**Goal**. Locate each line in the listing below that contains the string "gray", where case counts, and copy every such line.
============================================================
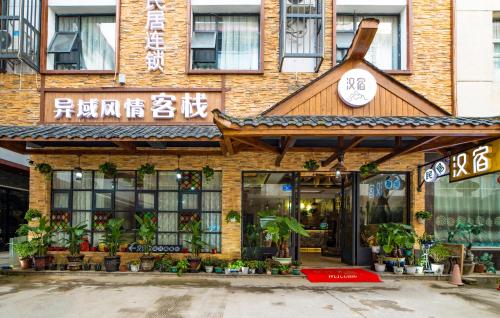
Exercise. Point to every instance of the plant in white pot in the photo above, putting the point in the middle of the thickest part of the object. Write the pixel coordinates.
(439, 255)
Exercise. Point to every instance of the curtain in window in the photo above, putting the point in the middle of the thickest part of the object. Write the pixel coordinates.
(475, 200)
(240, 43)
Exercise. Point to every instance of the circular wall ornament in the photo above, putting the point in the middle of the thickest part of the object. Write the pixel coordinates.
(357, 87)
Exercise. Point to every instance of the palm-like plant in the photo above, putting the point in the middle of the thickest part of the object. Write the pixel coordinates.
(147, 231)
(113, 235)
(280, 229)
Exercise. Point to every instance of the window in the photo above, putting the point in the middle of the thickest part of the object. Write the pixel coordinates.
(474, 200)
(225, 42)
(84, 42)
(94, 199)
(385, 51)
(496, 48)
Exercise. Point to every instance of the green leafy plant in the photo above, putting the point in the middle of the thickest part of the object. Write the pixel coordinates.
(32, 214)
(394, 236)
(424, 215)
(280, 229)
(74, 238)
(368, 169)
(41, 234)
(145, 169)
(146, 231)
(233, 216)
(108, 169)
(113, 235)
(311, 165)
(439, 253)
(196, 243)
(208, 172)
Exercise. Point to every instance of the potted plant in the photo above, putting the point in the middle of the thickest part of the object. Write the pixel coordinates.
(113, 238)
(108, 169)
(422, 216)
(439, 254)
(73, 239)
(466, 230)
(311, 165)
(25, 251)
(280, 229)
(147, 233)
(233, 217)
(134, 265)
(41, 233)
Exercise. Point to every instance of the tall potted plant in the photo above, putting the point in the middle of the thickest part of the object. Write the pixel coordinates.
(41, 233)
(113, 238)
(196, 244)
(280, 229)
(147, 233)
(73, 240)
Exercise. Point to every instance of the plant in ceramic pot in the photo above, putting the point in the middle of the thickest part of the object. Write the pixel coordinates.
(25, 251)
(439, 255)
(196, 244)
(41, 237)
(147, 233)
(280, 229)
(422, 216)
(73, 239)
(113, 237)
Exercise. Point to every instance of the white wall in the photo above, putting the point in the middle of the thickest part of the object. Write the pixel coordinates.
(478, 94)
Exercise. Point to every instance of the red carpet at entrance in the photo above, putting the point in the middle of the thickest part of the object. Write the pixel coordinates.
(340, 275)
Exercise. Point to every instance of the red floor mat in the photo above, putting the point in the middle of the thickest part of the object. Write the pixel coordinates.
(340, 275)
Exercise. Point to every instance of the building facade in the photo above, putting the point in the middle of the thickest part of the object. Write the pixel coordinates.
(236, 86)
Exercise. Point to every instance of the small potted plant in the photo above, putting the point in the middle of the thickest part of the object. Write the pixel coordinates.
(439, 254)
(134, 265)
(113, 238)
(73, 239)
(25, 251)
(422, 216)
(233, 217)
(147, 233)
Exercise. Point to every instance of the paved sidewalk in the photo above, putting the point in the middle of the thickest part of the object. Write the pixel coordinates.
(144, 295)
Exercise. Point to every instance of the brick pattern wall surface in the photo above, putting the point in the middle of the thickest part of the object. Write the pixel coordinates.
(232, 168)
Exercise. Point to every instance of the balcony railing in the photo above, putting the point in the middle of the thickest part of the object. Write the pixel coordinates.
(301, 38)
(20, 32)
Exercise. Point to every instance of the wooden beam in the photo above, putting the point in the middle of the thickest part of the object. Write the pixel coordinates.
(401, 151)
(363, 39)
(289, 142)
(353, 143)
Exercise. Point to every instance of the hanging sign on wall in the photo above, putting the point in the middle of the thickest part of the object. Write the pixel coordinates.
(357, 87)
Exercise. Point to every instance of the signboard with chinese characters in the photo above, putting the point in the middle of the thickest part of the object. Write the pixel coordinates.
(475, 162)
(357, 87)
(129, 107)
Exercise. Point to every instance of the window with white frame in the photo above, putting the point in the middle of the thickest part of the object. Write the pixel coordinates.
(389, 47)
(81, 37)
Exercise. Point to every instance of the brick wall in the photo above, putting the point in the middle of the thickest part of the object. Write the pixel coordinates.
(232, 168)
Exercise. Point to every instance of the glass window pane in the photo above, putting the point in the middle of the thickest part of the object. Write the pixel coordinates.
(147, 182)
(168, 201)
(190, 201)
(125, 201)
(215, 183)
(61, 180)
(101, 182)
(167, 222)
(82, 200)
(103, 200)
(146, 201)
(85, 183)
(61, 200)
(211, 201)
(168, 180)
(126, 180)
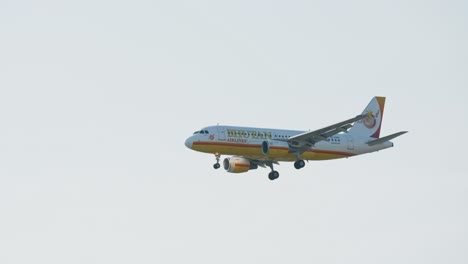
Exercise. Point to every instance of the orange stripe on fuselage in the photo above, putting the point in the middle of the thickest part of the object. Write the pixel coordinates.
(254, 151)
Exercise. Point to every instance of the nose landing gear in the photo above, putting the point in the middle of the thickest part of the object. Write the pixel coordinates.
(216, 165)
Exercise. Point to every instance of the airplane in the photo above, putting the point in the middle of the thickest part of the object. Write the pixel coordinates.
(253, 147)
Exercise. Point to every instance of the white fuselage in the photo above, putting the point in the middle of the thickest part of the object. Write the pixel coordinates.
(249, 142)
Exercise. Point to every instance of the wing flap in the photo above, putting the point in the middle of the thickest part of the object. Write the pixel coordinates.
(301, 142)
(385, 139)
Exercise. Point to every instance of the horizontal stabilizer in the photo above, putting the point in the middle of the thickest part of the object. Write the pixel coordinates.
(385, 139)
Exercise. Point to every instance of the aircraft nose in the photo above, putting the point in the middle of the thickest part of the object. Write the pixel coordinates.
(188, 142)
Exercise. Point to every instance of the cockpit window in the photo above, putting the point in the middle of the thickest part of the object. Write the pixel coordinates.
(201, 132)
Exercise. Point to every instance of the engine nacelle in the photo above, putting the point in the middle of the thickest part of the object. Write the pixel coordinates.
(238, 165)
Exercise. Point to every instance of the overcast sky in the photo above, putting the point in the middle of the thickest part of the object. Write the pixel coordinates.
(97, 98)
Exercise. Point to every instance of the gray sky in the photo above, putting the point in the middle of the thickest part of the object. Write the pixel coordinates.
(97, 98)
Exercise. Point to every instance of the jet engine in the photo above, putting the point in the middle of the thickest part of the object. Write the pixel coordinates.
(238, 165)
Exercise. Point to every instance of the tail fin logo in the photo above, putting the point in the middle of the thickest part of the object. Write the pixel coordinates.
(371, 120)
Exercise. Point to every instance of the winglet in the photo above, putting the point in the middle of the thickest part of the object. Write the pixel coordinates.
(385, 139)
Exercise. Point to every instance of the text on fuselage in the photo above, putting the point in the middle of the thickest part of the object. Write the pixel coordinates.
(248, 134)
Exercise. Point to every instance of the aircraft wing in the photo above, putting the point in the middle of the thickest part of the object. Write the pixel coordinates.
(301, 142)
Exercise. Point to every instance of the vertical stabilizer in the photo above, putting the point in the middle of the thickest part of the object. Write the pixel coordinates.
(370, 125)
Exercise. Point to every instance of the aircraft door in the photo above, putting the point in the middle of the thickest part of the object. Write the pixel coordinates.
(221, 133)
(350, 142)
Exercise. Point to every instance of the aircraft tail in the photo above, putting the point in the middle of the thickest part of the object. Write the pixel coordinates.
(371, 124)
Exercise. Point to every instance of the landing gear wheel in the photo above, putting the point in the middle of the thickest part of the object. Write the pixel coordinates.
(273, 175)
(299, 164)
(216, 165)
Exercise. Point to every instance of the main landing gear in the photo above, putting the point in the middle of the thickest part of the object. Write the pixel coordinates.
(216, 165)
(299, 164)
(273, 175)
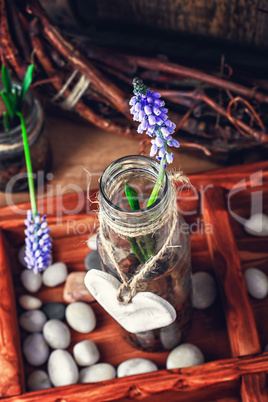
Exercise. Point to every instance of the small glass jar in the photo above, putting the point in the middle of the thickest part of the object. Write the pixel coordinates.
(170, 277)
(13, 173)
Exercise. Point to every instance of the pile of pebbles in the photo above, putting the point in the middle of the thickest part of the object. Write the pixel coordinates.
(49, 326)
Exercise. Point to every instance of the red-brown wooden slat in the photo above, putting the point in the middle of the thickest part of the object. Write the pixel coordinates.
(254, 388)
(241, 326)
(11, 367)
(181, 381)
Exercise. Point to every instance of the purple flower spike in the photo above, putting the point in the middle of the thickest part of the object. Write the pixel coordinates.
(149, 110)
(37, 243)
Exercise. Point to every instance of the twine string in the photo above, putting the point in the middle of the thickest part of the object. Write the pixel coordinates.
(131, 285)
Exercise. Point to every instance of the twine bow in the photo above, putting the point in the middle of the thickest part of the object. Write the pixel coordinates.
(128, 288)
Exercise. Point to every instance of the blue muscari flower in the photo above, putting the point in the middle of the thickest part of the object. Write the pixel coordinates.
(149, 110)
(37, 243)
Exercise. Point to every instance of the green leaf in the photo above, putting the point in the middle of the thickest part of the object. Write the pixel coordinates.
(8, 104)
(6, 79)
(5, 121)
(25, 85)
(132, 197)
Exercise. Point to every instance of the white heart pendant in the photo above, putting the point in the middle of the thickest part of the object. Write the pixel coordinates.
(145, 312)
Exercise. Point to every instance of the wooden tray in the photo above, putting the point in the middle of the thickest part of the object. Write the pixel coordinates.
(232, 333)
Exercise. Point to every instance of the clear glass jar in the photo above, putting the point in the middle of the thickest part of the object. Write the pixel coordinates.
(13, 177)
(171, 276)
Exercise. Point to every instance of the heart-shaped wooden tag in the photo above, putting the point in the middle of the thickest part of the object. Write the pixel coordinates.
(145, 312)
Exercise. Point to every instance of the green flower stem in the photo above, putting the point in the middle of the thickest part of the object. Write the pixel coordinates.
(28, 163)
(137, 250)
(157, 186)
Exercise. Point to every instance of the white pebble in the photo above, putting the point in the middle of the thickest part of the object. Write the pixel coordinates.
(257, 225)
(256, 283)
(62, 369)
(135, 366)
(86, 353)
(92, 242)
(97, 372)
(80, 317)
(37, 380)
(35, 349)
(32, 282)
(29, 302)
(32, 320)
(21, 254)
(57, 334)
(185, 355)
(55, 275)
(204, 290)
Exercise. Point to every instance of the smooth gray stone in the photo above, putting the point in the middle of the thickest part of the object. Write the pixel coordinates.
(92, 260)
(62, 369)
(86, 353)
(29, 302)
(97, 372)
(135, 366)
(81, 317)
(57, 334)
(32, 320)
(146, 311)
(54, 310)
(55, 274)
(92, 242)
(35, 349)
(31, 281)
(37, 380)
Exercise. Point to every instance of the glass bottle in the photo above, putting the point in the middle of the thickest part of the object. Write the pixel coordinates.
(13, 176)
(171, 276)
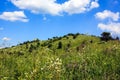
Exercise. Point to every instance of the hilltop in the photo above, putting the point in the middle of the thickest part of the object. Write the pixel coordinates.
(70, 57)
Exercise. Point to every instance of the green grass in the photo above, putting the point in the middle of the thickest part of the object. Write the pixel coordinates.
(41, 60)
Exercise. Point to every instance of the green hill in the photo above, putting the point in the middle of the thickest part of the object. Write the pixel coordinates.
(71, 57)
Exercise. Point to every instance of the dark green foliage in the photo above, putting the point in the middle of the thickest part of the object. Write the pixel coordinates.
(59, 45)
(105, 36)
(59, 59)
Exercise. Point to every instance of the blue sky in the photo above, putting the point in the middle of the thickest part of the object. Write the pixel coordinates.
(22, 20)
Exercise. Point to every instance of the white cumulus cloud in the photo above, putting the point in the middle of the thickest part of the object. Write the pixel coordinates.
(106, 14)
(54, 8)
(111, 27)
(6, 39)
(14, 16)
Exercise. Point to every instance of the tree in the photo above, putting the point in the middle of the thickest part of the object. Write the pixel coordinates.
(105, 36)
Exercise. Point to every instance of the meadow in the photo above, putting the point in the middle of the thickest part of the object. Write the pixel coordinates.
(70, 57)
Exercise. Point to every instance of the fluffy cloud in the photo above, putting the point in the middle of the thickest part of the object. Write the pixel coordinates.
(112, 27)
(6, 39)
(79, 6)
(53, 8)
(14, 16)
(106, 14)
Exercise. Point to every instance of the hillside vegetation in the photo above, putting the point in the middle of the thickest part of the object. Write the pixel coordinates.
(71, 57)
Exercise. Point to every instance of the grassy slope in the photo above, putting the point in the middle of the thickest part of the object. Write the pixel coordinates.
(41, 60)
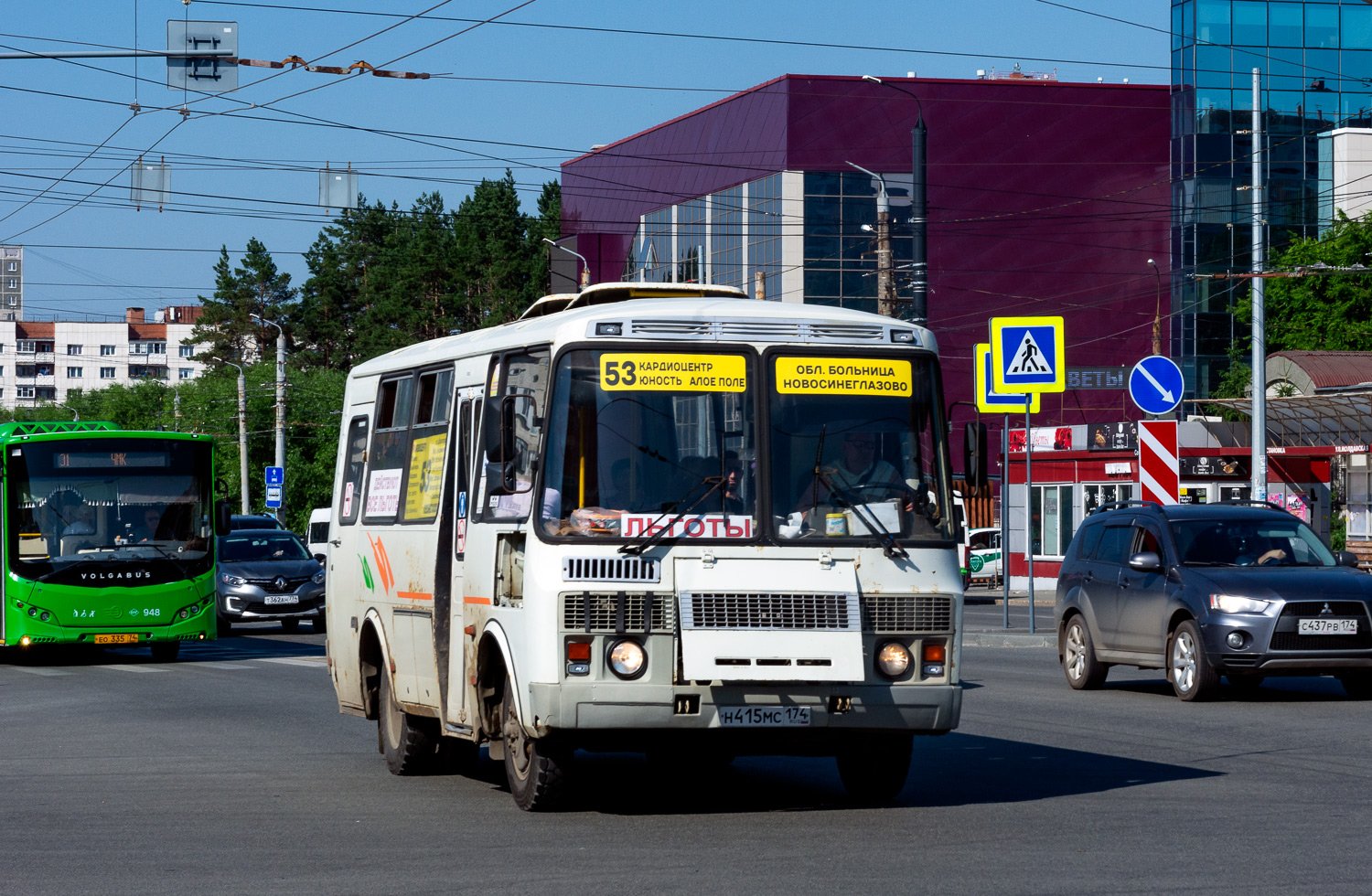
============================================================
**Full response**.
Exercise. Point to every instance of the gray sky in the photo above, putting the point in the middle of the thickest part of the object. Write the pixel coordinates.
Exercise. Point to every instance of the smooth gray stone in the photo above, putting the point in the middle of the thickest part of the object. Write the pixel coordinates.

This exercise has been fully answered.